- _Material provided_:
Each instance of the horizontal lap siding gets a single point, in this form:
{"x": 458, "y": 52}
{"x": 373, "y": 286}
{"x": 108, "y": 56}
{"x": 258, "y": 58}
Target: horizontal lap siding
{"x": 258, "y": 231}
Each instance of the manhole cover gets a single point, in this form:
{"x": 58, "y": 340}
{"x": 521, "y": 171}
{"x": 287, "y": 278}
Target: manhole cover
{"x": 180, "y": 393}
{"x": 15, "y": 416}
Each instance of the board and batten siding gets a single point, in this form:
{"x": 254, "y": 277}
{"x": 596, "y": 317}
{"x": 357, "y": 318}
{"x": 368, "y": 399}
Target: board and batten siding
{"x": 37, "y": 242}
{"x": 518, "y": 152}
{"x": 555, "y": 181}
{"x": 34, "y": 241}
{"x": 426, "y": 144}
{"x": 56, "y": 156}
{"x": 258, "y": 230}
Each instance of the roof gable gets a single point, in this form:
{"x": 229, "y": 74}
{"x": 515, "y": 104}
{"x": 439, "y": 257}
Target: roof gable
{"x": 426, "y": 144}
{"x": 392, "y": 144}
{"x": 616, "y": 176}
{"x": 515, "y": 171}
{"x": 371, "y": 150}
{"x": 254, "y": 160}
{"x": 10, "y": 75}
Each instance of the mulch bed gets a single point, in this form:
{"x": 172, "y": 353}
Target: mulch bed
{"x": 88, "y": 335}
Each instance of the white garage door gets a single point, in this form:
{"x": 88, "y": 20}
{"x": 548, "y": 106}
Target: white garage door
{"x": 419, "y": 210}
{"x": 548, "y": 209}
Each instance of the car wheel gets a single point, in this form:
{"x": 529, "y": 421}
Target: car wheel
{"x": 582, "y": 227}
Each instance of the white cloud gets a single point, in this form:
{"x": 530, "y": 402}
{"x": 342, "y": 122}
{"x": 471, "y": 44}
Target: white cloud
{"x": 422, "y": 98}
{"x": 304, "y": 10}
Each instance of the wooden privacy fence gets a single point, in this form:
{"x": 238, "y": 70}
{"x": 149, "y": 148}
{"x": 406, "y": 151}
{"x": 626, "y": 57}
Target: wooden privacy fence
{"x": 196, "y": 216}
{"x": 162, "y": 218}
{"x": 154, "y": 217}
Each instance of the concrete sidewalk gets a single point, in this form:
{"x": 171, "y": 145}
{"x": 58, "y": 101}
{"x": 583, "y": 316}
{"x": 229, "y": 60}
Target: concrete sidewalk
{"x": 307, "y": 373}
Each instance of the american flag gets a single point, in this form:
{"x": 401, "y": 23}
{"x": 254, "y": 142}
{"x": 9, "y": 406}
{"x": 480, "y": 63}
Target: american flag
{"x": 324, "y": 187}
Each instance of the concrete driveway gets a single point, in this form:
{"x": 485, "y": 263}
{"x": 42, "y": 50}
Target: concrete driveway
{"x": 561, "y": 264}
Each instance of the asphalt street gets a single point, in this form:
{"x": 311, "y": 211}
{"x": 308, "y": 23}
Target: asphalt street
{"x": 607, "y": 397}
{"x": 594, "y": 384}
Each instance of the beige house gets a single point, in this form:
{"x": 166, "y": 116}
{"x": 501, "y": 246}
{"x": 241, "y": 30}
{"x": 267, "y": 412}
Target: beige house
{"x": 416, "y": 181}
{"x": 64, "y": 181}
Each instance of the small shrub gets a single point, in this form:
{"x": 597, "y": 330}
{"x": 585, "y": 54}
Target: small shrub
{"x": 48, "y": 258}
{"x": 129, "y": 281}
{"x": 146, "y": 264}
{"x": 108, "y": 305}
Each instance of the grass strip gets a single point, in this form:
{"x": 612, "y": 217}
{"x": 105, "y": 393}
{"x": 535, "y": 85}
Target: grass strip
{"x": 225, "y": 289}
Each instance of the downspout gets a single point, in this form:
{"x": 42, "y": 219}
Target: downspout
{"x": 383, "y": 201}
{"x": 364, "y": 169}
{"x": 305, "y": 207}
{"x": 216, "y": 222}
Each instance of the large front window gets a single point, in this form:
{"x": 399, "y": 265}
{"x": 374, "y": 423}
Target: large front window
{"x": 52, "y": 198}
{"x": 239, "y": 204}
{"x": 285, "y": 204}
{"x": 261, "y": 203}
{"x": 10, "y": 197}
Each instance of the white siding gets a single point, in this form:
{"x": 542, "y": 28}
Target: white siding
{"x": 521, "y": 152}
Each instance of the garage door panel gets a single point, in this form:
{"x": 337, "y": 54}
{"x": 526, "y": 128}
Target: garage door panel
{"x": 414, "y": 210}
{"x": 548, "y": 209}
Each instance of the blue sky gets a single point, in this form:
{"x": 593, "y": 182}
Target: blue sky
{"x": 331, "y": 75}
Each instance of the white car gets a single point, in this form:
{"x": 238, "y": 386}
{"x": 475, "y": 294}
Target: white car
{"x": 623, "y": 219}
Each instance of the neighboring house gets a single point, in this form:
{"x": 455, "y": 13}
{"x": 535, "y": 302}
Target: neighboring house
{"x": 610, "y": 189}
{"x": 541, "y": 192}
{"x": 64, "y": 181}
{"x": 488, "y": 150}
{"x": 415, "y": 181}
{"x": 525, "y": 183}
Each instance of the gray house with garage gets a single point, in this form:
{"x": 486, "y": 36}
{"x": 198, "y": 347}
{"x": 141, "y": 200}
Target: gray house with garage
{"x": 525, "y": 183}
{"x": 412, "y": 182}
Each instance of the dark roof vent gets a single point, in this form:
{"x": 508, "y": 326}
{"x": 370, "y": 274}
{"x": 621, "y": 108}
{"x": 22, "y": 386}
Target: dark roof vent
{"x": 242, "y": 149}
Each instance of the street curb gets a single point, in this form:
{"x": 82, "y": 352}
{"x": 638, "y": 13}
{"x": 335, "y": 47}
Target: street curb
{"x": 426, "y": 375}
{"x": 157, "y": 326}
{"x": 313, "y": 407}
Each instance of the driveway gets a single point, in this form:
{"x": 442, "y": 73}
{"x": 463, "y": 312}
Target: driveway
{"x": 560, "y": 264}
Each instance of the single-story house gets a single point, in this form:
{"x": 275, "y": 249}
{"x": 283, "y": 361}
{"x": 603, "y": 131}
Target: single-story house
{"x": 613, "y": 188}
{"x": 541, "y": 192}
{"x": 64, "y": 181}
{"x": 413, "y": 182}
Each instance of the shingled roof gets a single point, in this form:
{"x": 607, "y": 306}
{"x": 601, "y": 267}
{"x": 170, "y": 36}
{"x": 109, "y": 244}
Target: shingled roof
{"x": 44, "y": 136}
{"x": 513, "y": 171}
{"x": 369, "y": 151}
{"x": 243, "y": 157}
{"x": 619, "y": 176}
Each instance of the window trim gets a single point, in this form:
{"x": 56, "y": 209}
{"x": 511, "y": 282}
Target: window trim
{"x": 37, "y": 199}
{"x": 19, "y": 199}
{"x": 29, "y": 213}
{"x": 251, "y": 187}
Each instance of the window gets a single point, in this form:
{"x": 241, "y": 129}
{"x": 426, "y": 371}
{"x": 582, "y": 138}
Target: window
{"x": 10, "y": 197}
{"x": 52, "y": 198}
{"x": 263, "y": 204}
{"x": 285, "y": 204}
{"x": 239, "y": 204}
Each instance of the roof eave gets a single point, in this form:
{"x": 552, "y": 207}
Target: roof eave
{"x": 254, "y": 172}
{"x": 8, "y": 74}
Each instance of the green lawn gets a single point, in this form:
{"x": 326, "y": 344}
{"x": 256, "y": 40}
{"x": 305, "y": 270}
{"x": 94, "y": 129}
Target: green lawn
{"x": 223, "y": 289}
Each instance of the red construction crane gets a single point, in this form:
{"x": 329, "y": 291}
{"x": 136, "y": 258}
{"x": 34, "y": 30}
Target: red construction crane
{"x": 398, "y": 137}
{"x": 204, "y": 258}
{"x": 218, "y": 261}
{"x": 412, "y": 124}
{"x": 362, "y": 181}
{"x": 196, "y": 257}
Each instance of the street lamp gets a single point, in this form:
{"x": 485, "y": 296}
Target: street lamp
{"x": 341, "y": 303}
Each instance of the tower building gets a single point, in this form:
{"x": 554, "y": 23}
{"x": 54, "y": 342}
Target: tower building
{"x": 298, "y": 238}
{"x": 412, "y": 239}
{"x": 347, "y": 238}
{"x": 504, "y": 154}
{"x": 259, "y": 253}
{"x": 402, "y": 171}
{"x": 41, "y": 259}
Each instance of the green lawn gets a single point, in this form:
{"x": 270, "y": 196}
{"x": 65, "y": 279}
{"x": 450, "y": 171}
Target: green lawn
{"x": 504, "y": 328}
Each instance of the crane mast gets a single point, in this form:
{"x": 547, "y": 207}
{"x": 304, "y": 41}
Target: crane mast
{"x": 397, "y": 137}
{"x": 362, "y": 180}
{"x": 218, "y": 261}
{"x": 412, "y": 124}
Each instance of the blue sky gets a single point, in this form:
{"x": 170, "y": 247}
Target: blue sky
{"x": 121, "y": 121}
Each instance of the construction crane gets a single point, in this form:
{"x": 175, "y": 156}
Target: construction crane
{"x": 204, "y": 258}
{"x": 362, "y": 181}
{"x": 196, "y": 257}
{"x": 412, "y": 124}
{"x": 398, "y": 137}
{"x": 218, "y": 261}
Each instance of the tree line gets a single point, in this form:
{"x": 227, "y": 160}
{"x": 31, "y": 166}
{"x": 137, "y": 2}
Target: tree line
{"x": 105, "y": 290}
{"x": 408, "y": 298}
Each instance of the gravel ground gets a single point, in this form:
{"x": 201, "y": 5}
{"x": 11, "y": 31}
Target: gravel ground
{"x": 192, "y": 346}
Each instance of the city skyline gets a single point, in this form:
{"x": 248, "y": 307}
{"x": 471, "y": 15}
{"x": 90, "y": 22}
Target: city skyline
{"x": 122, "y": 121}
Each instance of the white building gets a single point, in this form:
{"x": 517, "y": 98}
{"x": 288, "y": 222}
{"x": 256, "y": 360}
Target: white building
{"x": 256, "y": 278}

- _The problem_:
Reproduce exactly the lines above from the line with "Each instance of the concrete driveway" to the line with "Each instance of the small", including both, and add nothing.

- _Response box_:
Each instance of the concrete driveway gets a single point, in this form:
{"x": 485, "y": 263}
{"x": 42, "y": 50}
Target: concrete driveway
{"x": 561, "y": 264}
Each instance of the asphalt street gets a single point, in this form:
{"x": 311, "y": 211}
{"x": 308, "y": 23}
Target: asphalt street
{"x": 607, "y": 397}
{"x": 594, "y": 384}
Each instance of the beige house gets a single point, in this form:
{"x": 166, "y": 116}
{"x": 501, "y": 246}
{"x": 241, "y": 30}
{"x": 267, "y": 412}
Target: beige house
{"x": 416, "y": 181}
{"x": 64, "y": 181}
Each instance of the small shrub gets a single point, in this form:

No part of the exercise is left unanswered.